## What the task requires
Where a line of the records holds the string "beige", copy that line.

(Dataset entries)
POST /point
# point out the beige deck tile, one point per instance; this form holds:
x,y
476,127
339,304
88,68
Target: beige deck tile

## Task response
# point out the beige deck tile, one point per instance; this form holds:
Target: beige deck tile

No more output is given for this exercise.